▶ _Try it_:
Word for word, reproduce the records that follow.

▶ _Material provided_:
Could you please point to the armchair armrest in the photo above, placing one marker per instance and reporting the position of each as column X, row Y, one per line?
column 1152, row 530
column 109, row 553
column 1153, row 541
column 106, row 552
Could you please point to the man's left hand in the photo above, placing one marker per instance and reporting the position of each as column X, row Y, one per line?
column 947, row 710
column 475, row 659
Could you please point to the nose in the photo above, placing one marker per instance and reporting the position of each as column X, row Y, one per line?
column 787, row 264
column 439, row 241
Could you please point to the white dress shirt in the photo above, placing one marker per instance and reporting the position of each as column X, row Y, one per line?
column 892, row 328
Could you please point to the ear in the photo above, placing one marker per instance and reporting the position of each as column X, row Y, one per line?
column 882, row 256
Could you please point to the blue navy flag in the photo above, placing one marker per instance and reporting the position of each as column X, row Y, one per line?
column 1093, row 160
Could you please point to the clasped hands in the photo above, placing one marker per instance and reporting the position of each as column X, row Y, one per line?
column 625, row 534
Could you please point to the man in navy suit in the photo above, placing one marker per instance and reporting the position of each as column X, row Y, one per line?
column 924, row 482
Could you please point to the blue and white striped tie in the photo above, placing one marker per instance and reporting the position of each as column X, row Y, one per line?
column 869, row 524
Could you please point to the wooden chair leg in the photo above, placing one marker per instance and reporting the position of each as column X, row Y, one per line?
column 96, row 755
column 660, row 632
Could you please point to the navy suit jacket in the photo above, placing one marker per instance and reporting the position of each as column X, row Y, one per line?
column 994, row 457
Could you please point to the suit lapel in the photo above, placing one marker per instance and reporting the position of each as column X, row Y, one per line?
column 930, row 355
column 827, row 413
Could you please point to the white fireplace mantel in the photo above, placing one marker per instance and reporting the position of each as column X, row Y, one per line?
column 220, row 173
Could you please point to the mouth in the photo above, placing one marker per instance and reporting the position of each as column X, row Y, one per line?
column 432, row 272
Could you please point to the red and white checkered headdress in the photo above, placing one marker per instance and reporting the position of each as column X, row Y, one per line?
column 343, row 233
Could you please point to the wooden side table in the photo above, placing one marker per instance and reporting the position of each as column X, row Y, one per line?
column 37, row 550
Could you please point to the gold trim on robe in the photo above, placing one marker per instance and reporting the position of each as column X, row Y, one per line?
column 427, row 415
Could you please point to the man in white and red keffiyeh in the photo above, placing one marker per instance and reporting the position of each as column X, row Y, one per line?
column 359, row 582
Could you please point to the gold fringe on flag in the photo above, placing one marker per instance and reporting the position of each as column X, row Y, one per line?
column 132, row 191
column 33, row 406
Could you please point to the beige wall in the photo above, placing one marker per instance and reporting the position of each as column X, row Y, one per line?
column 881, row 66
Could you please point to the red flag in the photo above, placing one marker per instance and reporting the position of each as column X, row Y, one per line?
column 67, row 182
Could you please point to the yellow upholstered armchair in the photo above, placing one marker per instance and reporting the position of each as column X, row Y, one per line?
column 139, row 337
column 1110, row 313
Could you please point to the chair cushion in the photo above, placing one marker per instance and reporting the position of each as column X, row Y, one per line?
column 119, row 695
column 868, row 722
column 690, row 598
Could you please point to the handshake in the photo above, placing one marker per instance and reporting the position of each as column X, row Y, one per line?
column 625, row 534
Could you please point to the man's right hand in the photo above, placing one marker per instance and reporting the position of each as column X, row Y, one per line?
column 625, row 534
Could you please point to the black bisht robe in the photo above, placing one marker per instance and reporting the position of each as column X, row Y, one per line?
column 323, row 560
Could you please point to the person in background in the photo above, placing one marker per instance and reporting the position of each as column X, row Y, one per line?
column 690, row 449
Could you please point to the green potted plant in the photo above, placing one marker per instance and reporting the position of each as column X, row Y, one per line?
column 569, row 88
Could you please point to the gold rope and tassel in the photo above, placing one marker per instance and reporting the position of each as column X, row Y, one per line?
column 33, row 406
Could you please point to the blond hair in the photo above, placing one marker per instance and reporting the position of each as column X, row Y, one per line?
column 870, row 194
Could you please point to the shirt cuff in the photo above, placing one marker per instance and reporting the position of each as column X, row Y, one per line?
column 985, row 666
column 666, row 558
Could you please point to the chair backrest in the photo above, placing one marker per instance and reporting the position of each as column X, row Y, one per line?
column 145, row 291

▶ _Exercise result_:
Could you please point to the armchair armrest in the photo above, placing one marker per instance and reporting the position of each as column X, row Y, one per line?
column 1152, row 530
column 109, row 553
column 1153, row 541
column 106, row 552
Could you please point to the man's left hand in the photo above, placing one marker per instance and reporting the position of each as column X, row Y, one per line?
column 947, row 710
column 475, row 659
Could you please point to the nose in the photo above, placing one marker per instance and reporting the position of each as column X, row Y, one per line?
column 787, row 264
column 439, row 241
Could you please point to the white dress shirt in the photo above, placing one marker per instance and reporting the position of each as column X, row Y, one per line?
column 892, row 328
Could you please point to the ear in the photo above, placing one marker per instance and reporting the position of each as column X, row Y, one per line?
column 882, row 256
Could you please point to the blue navy flag in the photo above, placing one marker per instance and reporting the position of each as column X, row Y, one per line?
column 1093, row 160
Could you please point to the clasped hands in the photo above, placing one marker per instance and reporting the position of each as column X, row Y, one per line?
column 625, row 534
Could you please point to the man in navy suit in the photo above, placing one marker per instance and reporting the position of each as column X, row Y, one per line?
column 924, row 482
Could you please point to the blue and white striped tie in the photo above, placing one marker per instance and reporting the position of each as column X, row Y, one per line?
column 869, row 524
Could you please point to the wooden chair leg in the photo above, placing one marker per instance and reporting the position of each as column X, row Y, one per line?
column 96, row 755
column 660, row 632
Could you please point to the navy suit jacket in the photo above, placing one marker per instance and reporting the position of each as column X, row Y, one per line?
column 994, row 457
Could you please point to the suit lapel in the photo above, placing one marker per instance and reporting the position of each as column X, row Y, one per line?
column 930, row 355
column 827, row 413
Could you please point to the white fireplace mantel in the photo above, placing one marker per instance and reporting the position of each as column X, row Y, one per line?
column 220, row 173
Could you please point to the mouth in the photo above, placing one marker per instance and reporting the position of each as column X, row Y, one per line?
column 432, row 272
Could you please point to the red and white checkered headdress in the photo above, placing one marker per instance and reporting the position of each as column X, row Y, one per line?
column 343, row 233
Could you please point to the wooden side table in the photo above, placing one marker per instance and reporting the position of each as column X, row Y, one per line?
column 37, row 550
Could you please point to the gold trim on robe in the photo above, placing one marker per instance and reporting the position of each as column X, row Y, one per line?
column 427, row 415
Could you please point to the man in white and red keffiyeh in the photo above, placing one marker per instance and reporting the position of each as column X, row Y, one per line?
column 359, row 582
Could you please point to the gold fringe on flag in the photo above, placing one marker per instance and reporting the position of each as column X, row Y, one per line?
column 132, row 191
column 33, row 406
Could you please point to the beige wall in the photo above, placing one marker per instance and reporting the position of each as column X, row Y, one per line?
column 881, row 66
Could you please point to the red flag in the photo above, placing one marker per instance and reporting the position of each as column X, row Y, one per line?
column 67, row 182
Could you please point to the yellow upholstered armchair in the photo above, placing one marker per instance and reporting the position of each as column X, row Y, one per line?
column 139, row 337
column 1110, row 313
Could you please point to the chair cushion in the photo above, placing one marker per instance and reporting the position of each as column X, row Y, one per line?
column 119, row 695
column 868, row 722
column 690, row 598
Could you please point to the handshake in the photo above, placing one marker per instance and reporting the position of each as column X, row Y, one per line?
column 625, row 534
Could you please point to the man's right hand in the photo above, placing one marker per instance and reporting the position of each as column X, row Y, one per line?
column 625, row 534
Could you please point to the black bisht robe in the photo above, placing one marker per instance and reporting the position of each as column X, row Y, one per line?
column 323, row 560
Could you please point to the person in background in the photo above, placing one marker per instance and reporting the position of each as column X, row Y, one per line?
column 690, row 449
Could you please point to the green potted plant in the photo above, placing one marker per instance and reporting the position of each as column X, row Y, one per line?
column 569, row 88
Could you please point to the gold rope and tassel in the photo above, placing one marker per instance and reporting the position of each as column X, row Y, one per line?
column 33, row 406
Could you please point to the blond hair in the photo above, placing one marker per instance and reporting the position of each as column X, row Y, one per line?
column 870, row 194
Could you please point to the shirt cuff in the photo above, placing one marker per instance and reporting the position of each as column X, row Y, one per line?
column 985, row 666
column 666, row 558
Could you please point to the chair backrest in the photo above, placing one marker per instance and reporting the position of each as column X, row Y, one per line?
column 145, row 291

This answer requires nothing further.